▶ Given records:
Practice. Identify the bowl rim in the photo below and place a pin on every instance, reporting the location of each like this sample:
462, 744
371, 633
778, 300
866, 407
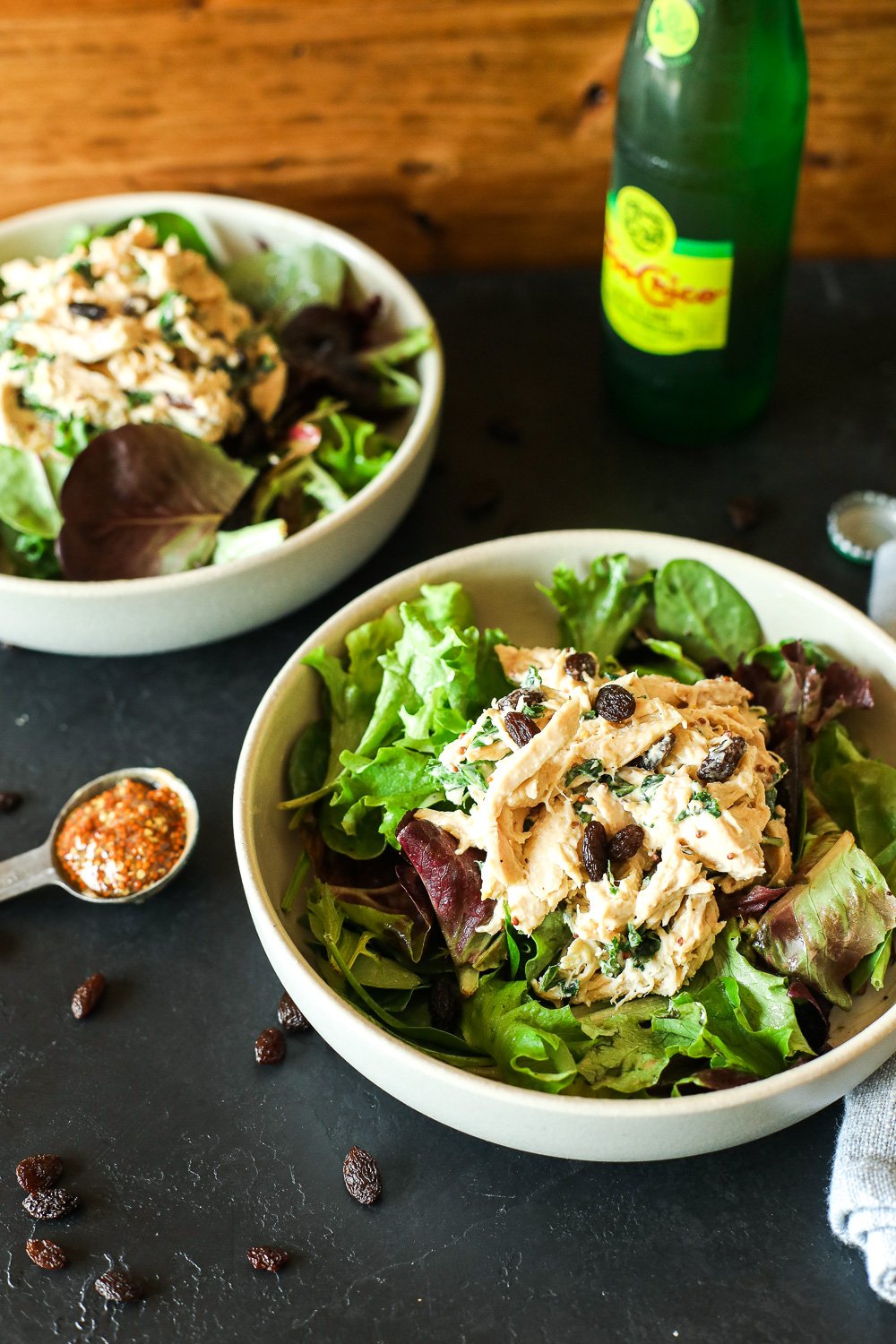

▶ Exercise:
Please gather each line of the material above that contains the string "like". Treat uppercase and lowercase as different.

▶ Exercise answer:
Practice. Identify the bowl rim in the photo below and place a pin on every instance, reporting the location of each like this sample:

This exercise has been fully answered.